### Exercise description
List all lines of the data that include the string "woman".

── Source material ──

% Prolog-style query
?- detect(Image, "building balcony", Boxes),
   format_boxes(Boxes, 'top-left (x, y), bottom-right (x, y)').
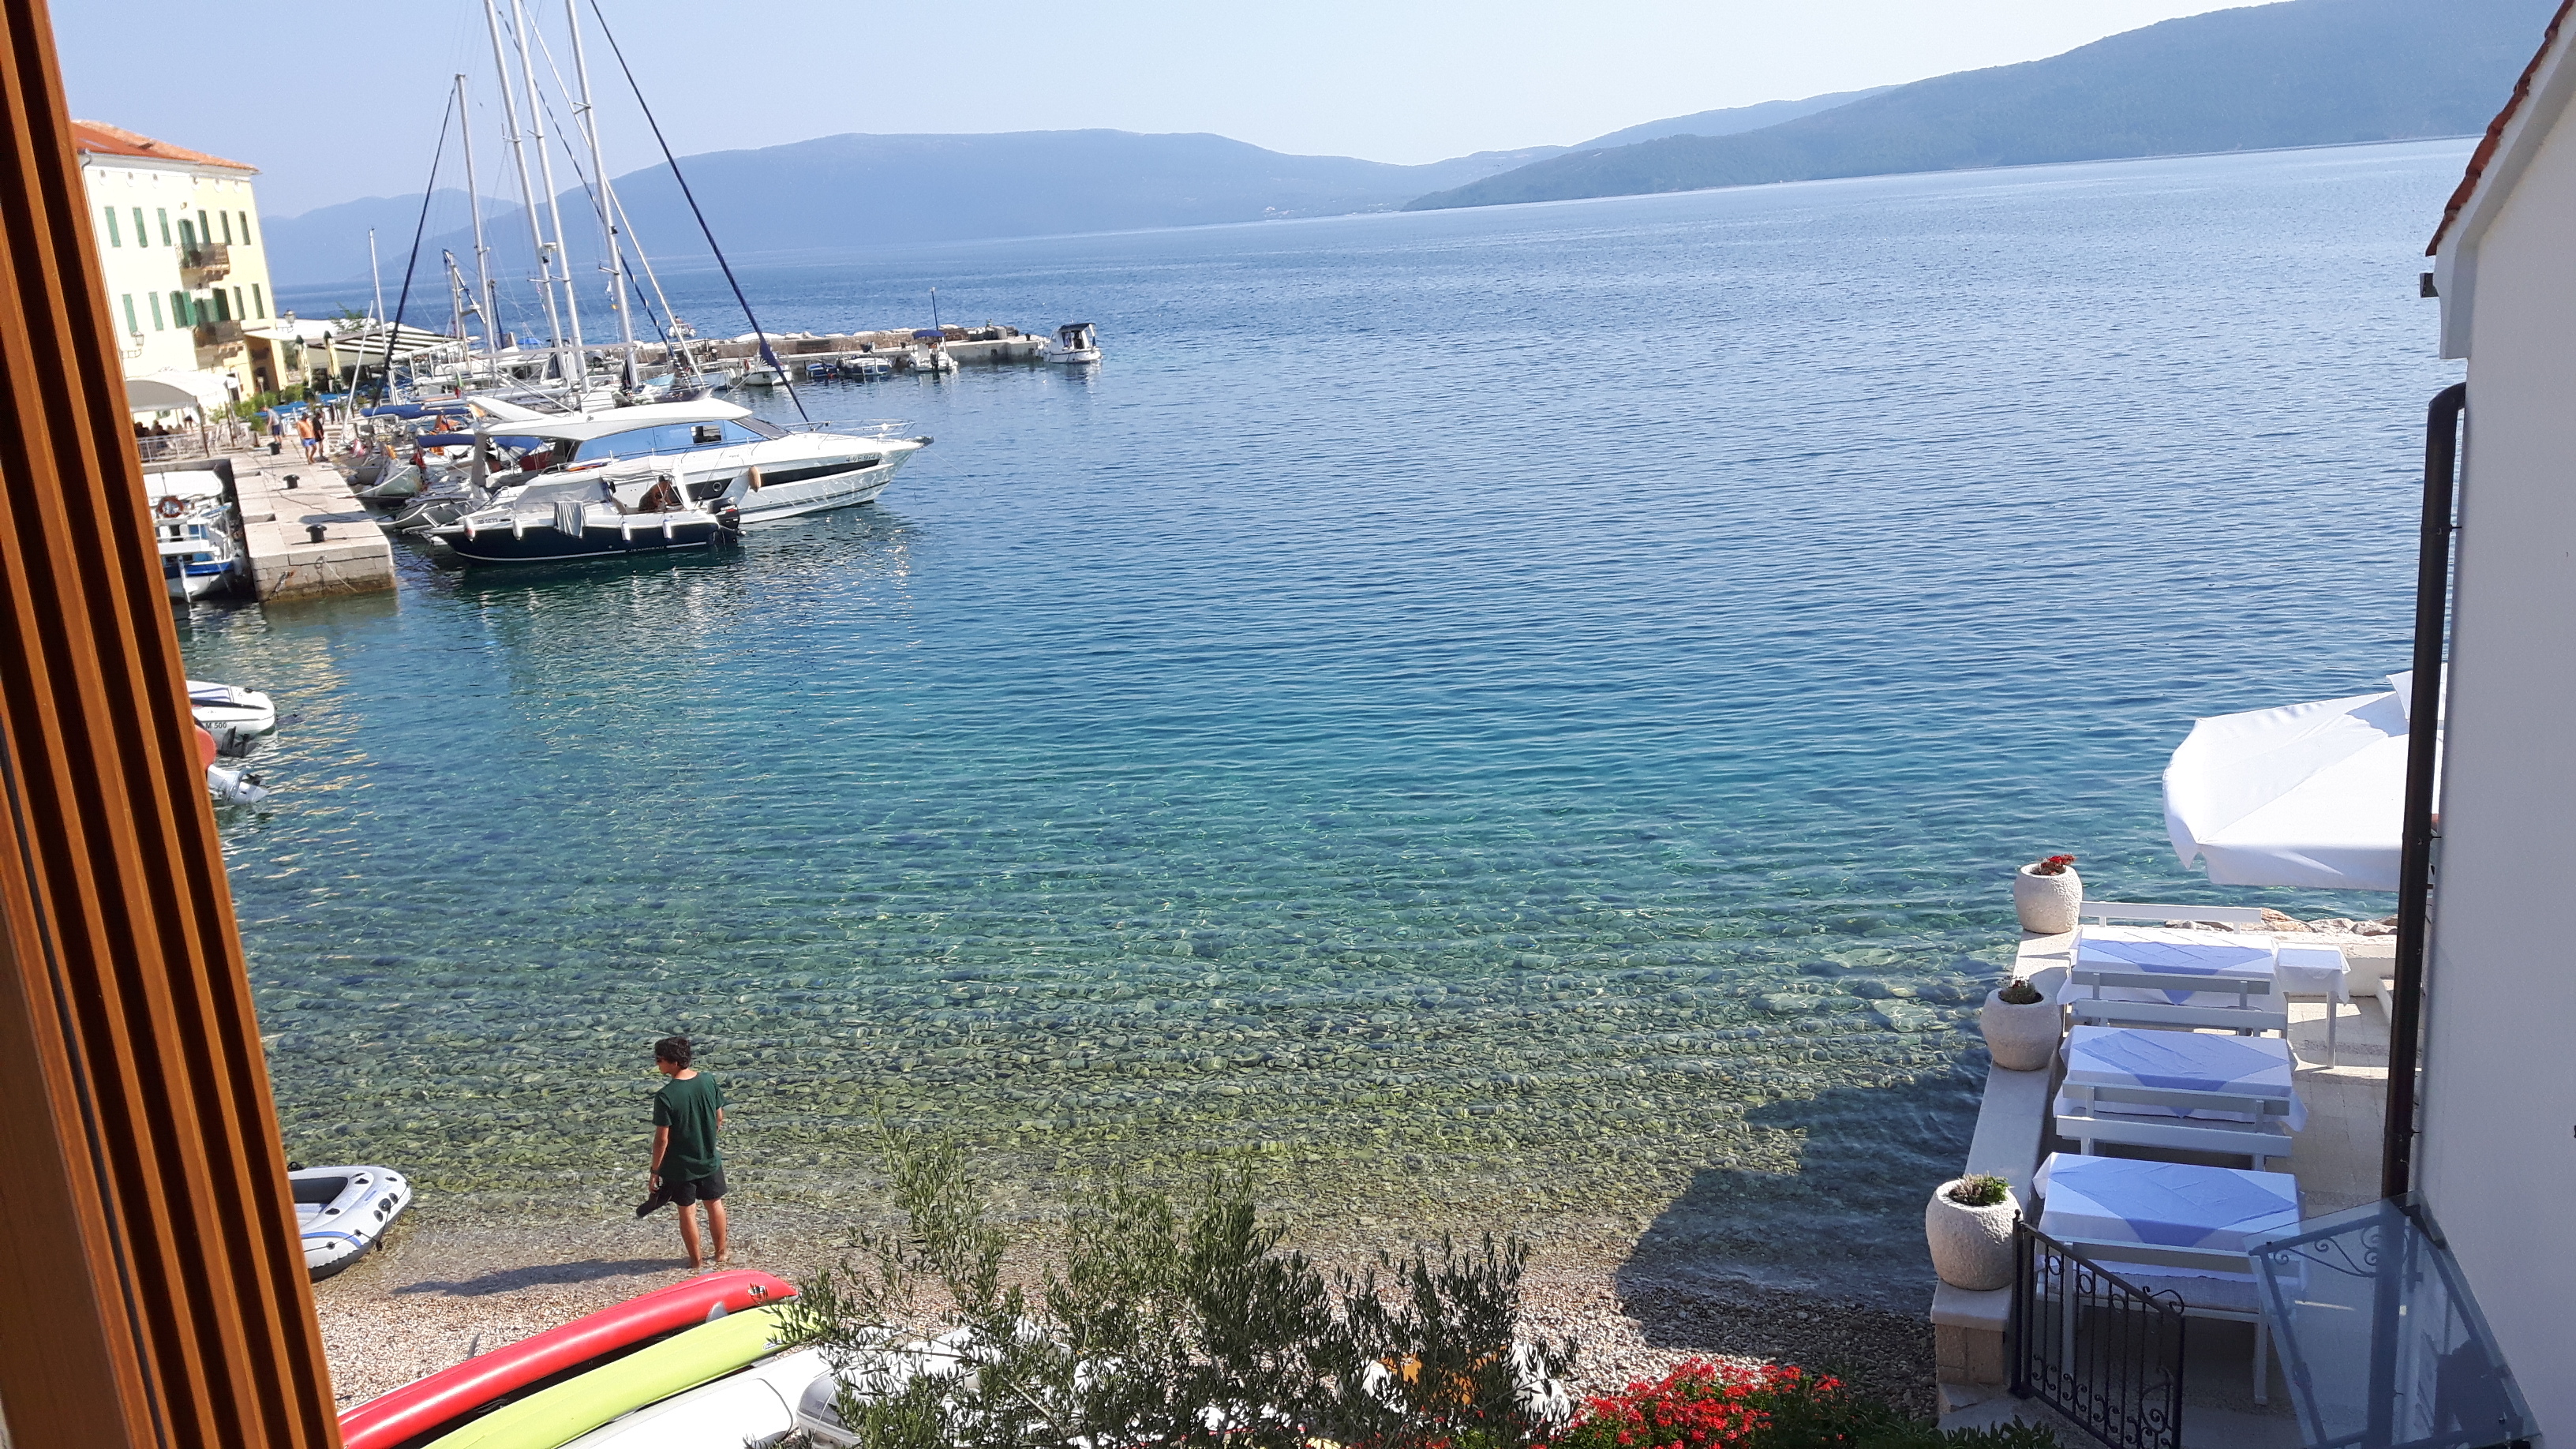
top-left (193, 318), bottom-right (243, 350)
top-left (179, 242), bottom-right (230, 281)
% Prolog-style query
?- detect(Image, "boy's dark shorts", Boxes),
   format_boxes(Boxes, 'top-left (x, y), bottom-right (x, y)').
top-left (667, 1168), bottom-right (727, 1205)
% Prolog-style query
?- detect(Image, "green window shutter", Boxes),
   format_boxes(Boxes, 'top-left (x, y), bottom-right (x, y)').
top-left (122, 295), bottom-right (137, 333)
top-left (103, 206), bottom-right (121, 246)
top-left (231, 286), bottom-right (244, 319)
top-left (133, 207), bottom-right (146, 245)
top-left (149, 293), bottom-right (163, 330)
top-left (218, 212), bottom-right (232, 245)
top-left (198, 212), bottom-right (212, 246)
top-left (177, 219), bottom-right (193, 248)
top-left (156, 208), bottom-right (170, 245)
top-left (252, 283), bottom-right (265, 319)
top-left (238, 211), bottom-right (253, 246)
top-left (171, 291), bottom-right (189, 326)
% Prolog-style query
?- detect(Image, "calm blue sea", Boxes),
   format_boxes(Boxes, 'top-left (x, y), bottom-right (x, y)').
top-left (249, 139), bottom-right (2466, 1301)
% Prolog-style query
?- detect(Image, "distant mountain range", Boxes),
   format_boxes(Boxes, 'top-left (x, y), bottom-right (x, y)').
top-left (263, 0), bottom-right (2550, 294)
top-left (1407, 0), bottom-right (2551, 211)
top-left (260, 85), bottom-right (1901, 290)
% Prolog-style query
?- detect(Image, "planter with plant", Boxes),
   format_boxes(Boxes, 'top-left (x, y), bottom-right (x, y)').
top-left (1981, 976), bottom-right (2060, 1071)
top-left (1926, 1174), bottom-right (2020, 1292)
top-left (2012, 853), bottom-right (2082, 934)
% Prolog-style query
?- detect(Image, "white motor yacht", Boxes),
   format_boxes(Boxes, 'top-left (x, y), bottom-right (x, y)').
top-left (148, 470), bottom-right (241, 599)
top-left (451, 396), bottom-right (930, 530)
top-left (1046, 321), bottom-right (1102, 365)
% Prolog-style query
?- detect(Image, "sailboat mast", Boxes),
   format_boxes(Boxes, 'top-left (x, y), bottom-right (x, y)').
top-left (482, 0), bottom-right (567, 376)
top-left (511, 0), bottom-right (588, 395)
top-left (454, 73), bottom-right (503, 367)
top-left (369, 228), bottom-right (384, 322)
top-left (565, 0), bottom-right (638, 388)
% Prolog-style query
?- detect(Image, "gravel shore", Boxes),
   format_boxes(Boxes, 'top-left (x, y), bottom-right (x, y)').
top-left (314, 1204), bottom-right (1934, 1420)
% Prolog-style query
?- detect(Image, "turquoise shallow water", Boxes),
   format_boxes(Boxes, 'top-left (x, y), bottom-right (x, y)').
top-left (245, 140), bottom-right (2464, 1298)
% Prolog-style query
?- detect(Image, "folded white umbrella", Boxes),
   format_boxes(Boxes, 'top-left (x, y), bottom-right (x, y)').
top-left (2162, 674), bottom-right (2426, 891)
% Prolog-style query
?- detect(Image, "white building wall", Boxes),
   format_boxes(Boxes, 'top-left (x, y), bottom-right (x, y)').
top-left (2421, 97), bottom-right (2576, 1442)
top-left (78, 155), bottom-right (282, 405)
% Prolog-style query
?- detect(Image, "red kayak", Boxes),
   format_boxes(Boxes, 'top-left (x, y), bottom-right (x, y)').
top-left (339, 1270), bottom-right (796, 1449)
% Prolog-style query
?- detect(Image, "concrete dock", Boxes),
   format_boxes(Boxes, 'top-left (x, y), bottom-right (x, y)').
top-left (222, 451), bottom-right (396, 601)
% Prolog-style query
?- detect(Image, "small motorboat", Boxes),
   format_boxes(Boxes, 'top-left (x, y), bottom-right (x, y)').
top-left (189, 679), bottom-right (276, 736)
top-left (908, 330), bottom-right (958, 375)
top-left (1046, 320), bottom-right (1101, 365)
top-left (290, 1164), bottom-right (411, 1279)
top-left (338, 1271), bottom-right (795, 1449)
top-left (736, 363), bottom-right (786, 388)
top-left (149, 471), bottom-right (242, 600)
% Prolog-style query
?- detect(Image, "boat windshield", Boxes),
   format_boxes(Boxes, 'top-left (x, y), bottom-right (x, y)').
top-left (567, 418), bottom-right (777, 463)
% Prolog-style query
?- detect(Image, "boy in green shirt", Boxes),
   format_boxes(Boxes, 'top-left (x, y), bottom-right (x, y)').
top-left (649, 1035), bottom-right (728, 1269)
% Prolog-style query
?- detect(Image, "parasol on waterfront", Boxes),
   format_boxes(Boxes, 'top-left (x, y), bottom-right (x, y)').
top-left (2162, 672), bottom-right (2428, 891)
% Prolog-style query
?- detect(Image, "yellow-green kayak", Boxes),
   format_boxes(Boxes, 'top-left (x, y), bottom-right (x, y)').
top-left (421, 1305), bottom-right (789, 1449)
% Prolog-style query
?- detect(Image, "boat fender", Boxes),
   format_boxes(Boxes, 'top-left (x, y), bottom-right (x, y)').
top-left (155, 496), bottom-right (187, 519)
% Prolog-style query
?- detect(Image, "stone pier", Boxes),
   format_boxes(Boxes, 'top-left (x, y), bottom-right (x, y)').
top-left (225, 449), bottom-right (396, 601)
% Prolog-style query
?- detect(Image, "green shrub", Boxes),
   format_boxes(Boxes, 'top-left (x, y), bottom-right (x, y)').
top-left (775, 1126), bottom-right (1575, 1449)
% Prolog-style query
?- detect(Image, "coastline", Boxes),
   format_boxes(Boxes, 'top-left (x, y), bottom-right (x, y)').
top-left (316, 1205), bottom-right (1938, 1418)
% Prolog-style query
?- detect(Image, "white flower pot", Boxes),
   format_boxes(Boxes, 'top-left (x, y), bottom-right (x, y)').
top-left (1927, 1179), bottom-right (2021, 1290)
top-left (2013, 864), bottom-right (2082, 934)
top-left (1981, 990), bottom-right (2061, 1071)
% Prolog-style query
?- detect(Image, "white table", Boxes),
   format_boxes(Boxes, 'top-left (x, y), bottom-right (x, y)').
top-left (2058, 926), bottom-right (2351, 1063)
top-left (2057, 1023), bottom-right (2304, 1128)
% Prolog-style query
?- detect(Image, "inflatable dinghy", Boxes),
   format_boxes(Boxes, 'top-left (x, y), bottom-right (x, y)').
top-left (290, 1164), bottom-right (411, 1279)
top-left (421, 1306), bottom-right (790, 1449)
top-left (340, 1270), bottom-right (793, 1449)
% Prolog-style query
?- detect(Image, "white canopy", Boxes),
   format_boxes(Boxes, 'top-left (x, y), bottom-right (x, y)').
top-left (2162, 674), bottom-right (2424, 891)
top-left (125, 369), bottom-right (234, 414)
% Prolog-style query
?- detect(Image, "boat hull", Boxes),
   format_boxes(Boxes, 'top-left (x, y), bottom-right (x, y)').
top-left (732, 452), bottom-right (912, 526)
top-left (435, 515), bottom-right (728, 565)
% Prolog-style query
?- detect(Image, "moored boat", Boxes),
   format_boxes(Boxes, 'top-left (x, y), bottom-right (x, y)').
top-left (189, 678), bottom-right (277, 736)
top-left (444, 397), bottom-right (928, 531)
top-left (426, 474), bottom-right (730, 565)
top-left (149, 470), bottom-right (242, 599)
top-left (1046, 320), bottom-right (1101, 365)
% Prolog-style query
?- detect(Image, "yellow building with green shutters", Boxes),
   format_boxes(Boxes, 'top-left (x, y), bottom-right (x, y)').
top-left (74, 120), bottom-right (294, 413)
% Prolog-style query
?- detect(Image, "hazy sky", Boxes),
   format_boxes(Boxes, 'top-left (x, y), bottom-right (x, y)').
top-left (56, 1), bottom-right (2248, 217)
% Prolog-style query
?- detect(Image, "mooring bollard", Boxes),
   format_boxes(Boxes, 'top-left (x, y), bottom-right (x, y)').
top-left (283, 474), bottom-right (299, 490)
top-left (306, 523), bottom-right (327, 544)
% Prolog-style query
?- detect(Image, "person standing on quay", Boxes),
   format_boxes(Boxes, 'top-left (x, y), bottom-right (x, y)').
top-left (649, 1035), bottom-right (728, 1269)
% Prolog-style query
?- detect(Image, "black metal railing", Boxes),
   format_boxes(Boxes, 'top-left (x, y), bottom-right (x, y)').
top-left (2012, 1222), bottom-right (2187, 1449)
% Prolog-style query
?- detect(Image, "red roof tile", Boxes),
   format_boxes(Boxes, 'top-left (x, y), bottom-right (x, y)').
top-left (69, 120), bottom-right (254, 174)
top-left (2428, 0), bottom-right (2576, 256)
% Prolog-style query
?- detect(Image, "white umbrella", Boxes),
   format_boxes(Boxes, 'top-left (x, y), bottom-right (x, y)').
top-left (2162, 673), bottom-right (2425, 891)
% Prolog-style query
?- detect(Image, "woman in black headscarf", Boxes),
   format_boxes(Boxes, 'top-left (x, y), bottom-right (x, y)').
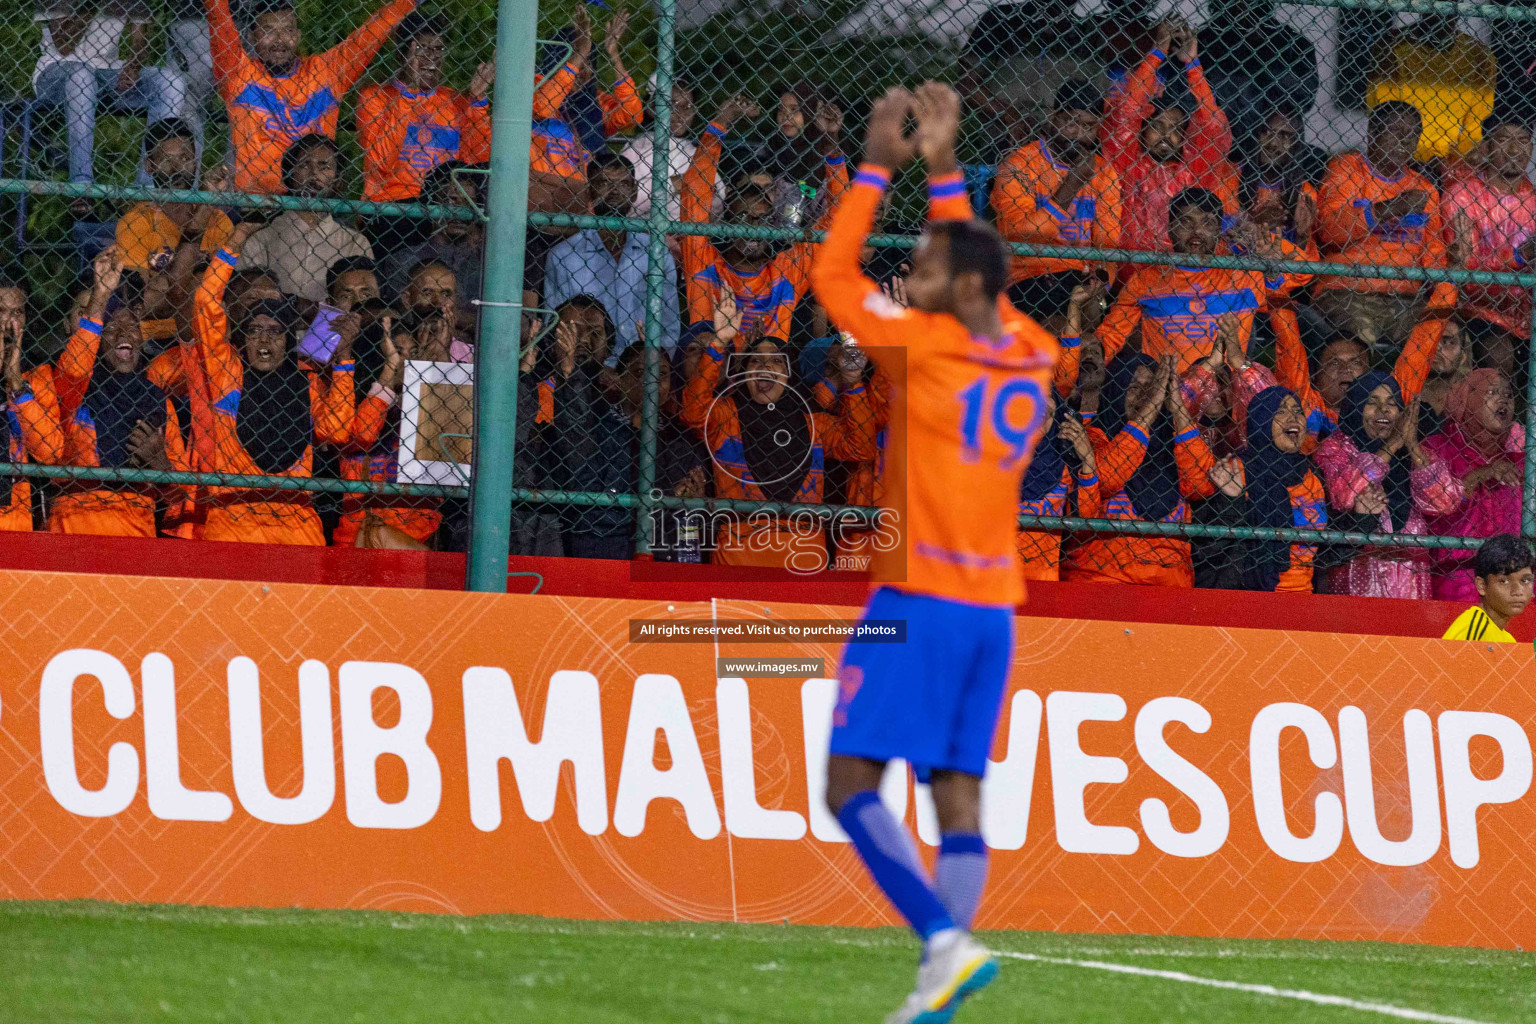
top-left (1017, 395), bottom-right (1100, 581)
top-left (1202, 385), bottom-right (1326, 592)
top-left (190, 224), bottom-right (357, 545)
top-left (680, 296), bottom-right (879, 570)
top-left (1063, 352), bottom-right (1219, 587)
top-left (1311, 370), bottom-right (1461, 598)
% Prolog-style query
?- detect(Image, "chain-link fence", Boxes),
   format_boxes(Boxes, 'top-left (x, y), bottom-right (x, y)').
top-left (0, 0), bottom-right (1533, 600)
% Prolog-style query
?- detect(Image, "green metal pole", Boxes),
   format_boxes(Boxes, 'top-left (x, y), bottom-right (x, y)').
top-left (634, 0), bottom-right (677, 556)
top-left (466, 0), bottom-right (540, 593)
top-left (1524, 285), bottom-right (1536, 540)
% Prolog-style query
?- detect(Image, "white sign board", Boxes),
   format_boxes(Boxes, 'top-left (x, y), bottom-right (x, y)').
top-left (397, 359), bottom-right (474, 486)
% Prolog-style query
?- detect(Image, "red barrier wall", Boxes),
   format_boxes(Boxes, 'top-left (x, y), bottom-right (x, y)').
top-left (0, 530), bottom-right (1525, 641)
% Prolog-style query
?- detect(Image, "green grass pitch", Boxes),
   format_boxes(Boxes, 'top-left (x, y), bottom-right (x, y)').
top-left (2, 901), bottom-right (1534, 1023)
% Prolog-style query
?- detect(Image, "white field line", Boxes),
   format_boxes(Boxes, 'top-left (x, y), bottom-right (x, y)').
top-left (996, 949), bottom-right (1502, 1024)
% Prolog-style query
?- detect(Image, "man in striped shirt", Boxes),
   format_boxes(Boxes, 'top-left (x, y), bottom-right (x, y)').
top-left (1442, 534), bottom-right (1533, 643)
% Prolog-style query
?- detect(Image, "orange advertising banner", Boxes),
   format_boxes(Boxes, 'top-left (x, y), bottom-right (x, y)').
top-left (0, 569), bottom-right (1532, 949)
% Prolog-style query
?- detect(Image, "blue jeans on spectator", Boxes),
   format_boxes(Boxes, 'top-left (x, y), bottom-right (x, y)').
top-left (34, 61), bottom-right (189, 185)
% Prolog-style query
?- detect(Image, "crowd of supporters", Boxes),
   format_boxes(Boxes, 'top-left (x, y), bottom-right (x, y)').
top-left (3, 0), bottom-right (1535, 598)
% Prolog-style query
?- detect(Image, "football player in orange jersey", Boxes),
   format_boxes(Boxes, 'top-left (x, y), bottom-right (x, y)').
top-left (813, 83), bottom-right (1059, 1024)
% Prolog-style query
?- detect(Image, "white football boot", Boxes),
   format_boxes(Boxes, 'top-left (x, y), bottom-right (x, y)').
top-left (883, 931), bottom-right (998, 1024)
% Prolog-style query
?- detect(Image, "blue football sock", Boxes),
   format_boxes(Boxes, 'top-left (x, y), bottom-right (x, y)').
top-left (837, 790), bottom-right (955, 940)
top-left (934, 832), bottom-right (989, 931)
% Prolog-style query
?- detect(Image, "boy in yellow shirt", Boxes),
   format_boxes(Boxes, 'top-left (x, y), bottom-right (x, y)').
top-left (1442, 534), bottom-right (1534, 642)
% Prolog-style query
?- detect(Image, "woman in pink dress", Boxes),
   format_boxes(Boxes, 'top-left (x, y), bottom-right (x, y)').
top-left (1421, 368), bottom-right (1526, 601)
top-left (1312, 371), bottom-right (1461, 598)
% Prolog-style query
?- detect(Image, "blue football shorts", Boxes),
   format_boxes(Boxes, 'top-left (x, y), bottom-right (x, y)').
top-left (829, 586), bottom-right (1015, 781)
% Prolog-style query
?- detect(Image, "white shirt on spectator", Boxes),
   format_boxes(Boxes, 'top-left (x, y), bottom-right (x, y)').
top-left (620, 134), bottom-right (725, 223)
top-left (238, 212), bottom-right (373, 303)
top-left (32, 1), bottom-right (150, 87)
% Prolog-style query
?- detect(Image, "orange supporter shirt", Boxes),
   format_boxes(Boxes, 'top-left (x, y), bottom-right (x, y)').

───

### Task result
?- detect(Image, "woman in black headscarf", Boxes),
?- detect(Image, "woman in pink dress", Boxes),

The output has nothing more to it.